- _Extracted information_
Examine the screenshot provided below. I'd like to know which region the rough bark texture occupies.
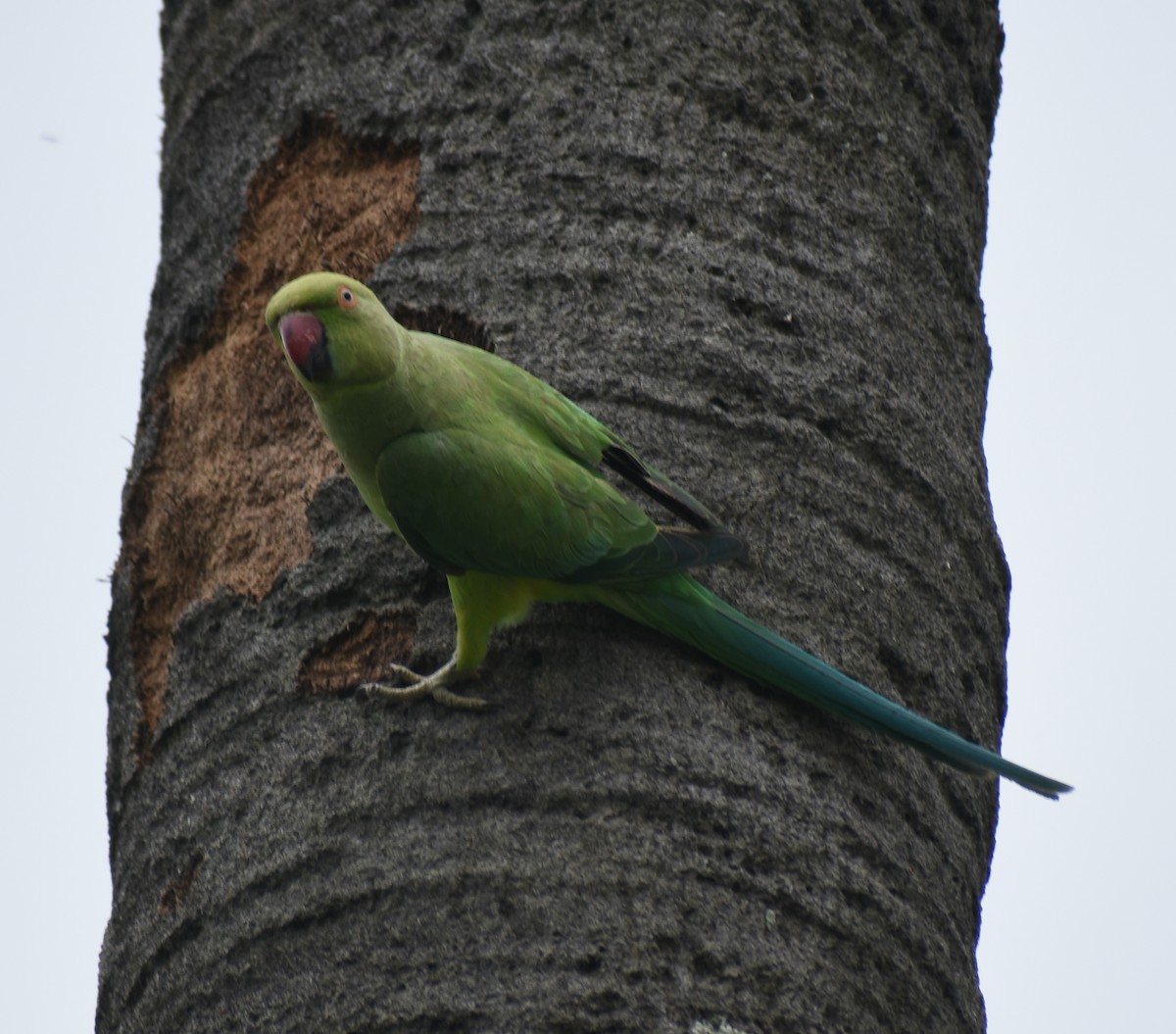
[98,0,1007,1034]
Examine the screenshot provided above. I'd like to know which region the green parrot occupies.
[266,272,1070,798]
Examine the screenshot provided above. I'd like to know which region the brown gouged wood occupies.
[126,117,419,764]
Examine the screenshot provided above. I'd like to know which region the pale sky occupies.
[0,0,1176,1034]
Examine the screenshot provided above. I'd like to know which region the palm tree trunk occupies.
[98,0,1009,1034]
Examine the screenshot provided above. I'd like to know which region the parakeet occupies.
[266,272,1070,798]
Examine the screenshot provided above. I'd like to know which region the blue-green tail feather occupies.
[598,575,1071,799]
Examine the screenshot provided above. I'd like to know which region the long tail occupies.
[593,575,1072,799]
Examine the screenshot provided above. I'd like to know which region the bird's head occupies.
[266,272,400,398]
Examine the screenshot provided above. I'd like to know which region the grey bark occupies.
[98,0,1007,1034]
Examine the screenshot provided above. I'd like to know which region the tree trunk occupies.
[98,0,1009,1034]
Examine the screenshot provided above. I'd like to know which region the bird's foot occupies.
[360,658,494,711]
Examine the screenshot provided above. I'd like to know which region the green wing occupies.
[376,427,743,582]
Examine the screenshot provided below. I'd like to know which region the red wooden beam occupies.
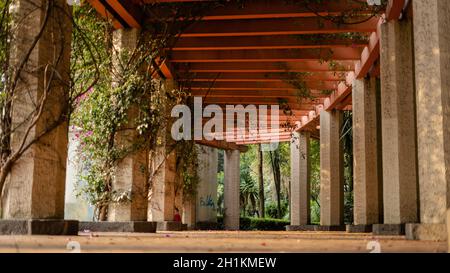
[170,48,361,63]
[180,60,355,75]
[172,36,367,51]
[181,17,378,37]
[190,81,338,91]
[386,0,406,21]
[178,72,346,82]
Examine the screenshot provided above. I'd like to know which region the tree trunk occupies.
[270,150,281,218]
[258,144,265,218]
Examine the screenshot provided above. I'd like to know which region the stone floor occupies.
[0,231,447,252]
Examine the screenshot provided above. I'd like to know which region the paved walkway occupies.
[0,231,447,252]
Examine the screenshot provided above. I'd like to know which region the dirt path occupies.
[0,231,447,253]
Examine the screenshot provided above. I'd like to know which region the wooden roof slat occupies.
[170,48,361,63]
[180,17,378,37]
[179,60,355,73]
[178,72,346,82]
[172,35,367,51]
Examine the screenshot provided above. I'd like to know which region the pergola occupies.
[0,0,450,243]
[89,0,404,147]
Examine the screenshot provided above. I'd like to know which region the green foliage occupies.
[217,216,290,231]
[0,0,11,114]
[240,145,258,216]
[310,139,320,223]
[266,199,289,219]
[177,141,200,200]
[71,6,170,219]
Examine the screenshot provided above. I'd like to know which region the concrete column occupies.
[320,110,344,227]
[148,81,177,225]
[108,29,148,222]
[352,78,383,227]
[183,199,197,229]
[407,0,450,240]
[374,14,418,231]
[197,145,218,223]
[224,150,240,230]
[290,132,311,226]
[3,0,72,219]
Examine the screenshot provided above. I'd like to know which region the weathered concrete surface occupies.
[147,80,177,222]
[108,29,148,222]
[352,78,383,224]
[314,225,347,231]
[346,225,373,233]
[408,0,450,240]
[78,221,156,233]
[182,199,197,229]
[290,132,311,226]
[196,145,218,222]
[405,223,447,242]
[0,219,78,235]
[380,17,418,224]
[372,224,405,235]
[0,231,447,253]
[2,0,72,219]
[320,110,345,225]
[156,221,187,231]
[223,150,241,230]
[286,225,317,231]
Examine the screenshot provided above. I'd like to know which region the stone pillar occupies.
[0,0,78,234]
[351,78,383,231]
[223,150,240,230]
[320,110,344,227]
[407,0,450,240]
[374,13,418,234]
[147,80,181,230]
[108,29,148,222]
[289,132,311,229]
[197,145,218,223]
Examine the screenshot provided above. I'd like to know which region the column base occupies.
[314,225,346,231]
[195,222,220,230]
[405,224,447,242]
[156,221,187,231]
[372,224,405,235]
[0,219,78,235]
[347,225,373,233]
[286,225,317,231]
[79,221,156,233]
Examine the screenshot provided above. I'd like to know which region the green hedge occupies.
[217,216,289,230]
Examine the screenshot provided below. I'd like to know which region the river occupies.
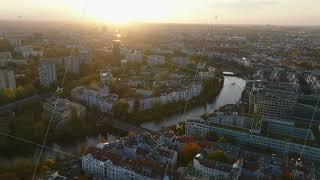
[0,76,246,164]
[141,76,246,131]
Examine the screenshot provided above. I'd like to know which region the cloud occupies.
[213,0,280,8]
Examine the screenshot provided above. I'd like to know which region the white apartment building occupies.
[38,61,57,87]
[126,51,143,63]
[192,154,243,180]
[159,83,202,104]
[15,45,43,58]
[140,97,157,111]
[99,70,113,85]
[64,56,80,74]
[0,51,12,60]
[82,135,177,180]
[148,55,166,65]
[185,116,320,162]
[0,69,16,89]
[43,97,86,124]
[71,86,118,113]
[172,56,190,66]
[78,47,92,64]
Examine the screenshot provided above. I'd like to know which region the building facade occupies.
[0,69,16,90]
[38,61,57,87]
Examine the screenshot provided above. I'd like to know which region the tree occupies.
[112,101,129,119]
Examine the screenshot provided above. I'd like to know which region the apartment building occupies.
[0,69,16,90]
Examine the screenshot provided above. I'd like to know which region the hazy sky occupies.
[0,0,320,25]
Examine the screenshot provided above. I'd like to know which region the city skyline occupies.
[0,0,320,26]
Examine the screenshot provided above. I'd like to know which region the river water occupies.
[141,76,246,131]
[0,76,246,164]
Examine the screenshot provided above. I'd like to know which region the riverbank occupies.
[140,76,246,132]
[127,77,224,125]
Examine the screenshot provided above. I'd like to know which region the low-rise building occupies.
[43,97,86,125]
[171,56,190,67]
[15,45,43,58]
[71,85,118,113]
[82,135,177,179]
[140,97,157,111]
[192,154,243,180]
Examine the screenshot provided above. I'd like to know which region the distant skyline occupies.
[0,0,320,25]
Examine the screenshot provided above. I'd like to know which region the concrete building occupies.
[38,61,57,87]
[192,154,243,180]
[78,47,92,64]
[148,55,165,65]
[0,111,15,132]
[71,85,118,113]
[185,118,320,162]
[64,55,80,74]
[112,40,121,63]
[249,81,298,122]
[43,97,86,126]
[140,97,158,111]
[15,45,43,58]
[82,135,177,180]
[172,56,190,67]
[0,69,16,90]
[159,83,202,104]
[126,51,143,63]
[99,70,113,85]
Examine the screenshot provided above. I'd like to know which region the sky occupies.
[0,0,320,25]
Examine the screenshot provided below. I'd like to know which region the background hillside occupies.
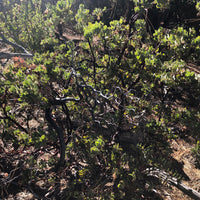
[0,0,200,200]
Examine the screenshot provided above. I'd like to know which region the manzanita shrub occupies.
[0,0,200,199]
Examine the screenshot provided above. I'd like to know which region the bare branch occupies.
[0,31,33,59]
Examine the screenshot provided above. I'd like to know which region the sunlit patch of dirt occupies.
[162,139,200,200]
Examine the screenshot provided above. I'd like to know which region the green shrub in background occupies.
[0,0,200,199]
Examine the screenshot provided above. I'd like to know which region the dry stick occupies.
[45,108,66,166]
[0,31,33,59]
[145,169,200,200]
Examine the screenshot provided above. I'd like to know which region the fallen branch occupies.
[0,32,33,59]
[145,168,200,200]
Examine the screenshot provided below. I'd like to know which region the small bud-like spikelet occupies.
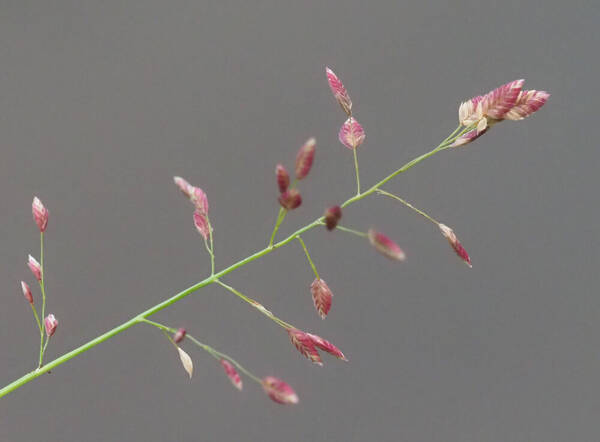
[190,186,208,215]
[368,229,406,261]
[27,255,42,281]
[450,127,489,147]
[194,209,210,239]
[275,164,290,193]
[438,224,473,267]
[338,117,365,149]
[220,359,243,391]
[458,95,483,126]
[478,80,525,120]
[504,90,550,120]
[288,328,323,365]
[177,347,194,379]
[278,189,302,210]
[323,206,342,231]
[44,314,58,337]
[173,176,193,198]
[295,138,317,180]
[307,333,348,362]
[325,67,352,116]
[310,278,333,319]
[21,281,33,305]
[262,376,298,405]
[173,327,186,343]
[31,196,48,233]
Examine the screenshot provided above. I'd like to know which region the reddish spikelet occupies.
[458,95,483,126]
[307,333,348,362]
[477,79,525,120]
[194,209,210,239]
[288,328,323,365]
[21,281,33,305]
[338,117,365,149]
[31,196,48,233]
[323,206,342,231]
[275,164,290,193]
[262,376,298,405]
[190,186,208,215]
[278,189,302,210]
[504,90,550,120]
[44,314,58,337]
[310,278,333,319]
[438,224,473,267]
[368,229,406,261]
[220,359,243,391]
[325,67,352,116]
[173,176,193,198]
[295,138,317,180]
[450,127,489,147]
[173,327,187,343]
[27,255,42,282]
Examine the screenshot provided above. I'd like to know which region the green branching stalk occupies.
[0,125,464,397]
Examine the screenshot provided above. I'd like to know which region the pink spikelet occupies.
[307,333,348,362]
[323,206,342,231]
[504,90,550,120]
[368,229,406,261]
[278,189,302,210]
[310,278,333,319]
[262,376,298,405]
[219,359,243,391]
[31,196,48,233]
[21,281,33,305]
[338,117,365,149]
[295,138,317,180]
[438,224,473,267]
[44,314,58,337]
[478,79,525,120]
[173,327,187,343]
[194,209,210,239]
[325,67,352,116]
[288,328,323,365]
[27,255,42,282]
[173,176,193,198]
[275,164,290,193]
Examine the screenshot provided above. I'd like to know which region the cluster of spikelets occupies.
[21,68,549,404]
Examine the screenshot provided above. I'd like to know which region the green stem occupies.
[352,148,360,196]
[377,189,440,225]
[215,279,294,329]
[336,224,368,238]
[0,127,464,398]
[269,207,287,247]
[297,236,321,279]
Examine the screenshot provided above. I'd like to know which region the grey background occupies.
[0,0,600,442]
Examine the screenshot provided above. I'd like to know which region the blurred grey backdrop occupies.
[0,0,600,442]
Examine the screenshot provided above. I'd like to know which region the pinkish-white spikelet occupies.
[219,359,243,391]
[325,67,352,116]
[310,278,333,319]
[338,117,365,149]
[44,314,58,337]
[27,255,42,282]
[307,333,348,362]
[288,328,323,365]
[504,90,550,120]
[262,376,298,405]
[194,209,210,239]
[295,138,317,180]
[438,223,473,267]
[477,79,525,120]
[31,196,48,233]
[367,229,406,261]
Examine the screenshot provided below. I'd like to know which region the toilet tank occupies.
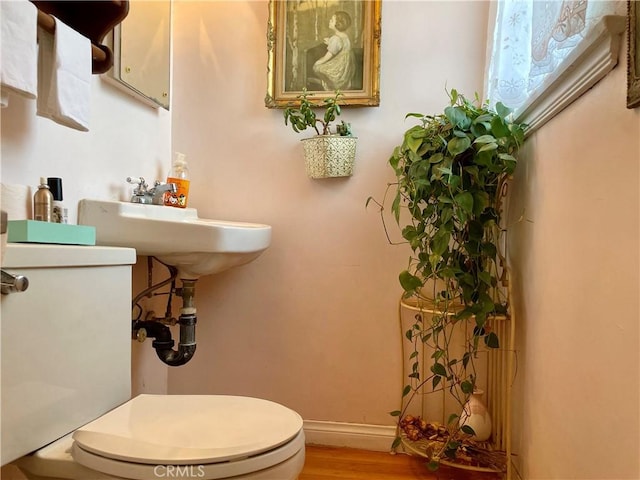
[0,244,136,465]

- _Set problem_
Please give the records again from the start through the line holding "[0,0,1176,1034]", inclusive, swapping "green parrot" for "small parrot" and changing nothing else. Leave the pictures out.

- _Task answer_
Examine the screenshot provided below. I'd like to know which region the rough bark texture occupies.
[98,0,1007,1034]
Examine the screenshot provided above. I'd like to know which region the small parrot occupies.
[266,272,1070,798]
Examine the screenshot provided above. I'd like to know which region the brown gouged wood occupies.
[126,117,419,764]
Examine the screenshot provided above. I'd like to know which region the pale sky occupies.
[0,0,1176,1034]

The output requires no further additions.